Document section -
The fever invaded the Magill home in rural Ray County, striking down Dr. Magill's mother, three sisters and two brothers. The boys, aged 18 and 21, died, and two of the sisters were left with twisted spines.
Dr. Magill, already seven years into a teaching career that would span half a century, was the principal of the school at Bonne Terre.
There and then began Dr. Magill's personal vendetta against typhoid.
As his family had burned with fever, so he burned with the determination to fight back.
The testimony as to how well he fought is this:
He introduced chlorination to Southeast Missouri; he helped develop a better method of water testing and he put it into practice by testing about 35,000 samples of suspect water.
He performed this service without charge for anyone who asked. He showed them the way to purify their water supply.
"After all, water can be pure one week and be full of typhoid germs the next. Rather than just testing the water, I felt people should be shown the way to keeping their drinking water pure," he explained.

Extracted information -
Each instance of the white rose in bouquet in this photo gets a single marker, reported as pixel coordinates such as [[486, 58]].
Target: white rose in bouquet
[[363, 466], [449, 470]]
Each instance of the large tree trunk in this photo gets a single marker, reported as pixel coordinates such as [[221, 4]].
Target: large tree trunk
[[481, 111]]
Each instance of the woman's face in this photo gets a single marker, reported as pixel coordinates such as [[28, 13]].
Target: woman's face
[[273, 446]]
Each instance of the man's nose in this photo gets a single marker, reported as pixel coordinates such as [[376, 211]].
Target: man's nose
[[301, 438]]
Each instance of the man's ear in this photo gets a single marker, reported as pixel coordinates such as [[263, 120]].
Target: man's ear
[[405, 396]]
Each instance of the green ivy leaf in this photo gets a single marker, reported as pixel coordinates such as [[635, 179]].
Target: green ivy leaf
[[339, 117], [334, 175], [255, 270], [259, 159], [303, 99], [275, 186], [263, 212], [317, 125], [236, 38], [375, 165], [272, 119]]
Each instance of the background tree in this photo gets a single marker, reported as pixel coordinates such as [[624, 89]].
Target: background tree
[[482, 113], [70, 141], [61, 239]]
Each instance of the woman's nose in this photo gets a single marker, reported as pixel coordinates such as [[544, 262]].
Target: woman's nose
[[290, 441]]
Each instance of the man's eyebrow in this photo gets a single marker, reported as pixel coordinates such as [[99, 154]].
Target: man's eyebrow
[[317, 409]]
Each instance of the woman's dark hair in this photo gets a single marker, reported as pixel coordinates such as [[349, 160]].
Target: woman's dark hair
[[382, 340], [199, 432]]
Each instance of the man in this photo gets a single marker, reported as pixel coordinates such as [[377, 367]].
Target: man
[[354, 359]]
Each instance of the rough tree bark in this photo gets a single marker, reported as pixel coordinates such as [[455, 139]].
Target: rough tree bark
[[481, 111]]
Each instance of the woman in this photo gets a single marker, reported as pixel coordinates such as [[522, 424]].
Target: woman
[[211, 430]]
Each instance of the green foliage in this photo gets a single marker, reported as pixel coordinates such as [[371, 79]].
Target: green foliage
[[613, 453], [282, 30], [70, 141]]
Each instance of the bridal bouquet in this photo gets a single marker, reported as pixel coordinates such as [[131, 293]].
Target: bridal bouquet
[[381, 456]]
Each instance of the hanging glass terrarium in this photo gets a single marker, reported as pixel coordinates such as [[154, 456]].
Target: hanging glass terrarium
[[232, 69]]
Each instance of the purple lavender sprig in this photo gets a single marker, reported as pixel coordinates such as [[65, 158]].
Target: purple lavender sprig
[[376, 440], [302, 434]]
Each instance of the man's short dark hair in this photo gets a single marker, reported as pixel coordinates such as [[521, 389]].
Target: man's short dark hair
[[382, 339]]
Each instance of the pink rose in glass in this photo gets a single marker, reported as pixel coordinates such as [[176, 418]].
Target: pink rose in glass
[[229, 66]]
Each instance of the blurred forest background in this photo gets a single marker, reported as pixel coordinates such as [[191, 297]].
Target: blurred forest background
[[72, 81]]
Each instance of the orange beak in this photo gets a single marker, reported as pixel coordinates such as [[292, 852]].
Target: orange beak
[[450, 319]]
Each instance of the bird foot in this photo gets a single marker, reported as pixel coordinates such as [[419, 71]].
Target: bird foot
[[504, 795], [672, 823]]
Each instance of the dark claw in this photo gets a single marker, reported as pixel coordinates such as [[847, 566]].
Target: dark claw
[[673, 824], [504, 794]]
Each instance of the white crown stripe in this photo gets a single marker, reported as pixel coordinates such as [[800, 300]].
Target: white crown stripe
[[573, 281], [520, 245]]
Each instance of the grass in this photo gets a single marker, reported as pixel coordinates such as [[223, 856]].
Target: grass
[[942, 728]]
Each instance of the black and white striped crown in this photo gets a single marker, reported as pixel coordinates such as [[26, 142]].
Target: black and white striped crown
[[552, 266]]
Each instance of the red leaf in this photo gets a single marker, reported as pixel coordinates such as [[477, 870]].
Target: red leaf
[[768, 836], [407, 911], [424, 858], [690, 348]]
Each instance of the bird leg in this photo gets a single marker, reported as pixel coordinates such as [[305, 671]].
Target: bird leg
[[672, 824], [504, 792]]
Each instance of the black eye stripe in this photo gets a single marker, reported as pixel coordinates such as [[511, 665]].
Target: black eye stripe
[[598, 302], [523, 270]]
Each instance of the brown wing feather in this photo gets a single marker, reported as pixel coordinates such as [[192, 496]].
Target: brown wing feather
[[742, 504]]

Problem set -
1/ Answer these questions from the passage on Dr. Magill:
(a) What were the ages of the two brothers who died of the fever?
(b) At which school was Dr. Magill the principal?
(c) About how many samples of suspect water did he test?
2/ Retype the part of the passage on Dr. Magill starting at "The fever invaded" and ending at "of suspect water.".

Your written answers -
1/
(a) 18 and 21
(b) The school at Bonne Terre
(c) About 35,000

2/
The fever invaded the Magill home in rural Ray County, striking down Dr. Magill's mother, three sisters and two brothers. The boys, aged 18 and 21, died, and two of the sisters were left with twisted spines.
Dr. Magill, already seven years into a teaching career that would span half a century, was the principal of the school at Bonne Terre.
There and then began Dr. Magill's personal vendetta against typhoid.
As his family had burned with fever, so he burned with the determination to fight back.
The testimony as to how well he fought is this:
He introduced chlorination to Southeast Missouri; he helped develop a better method of water testing and he put it into practice by testing about 35,000 samples of suspect water.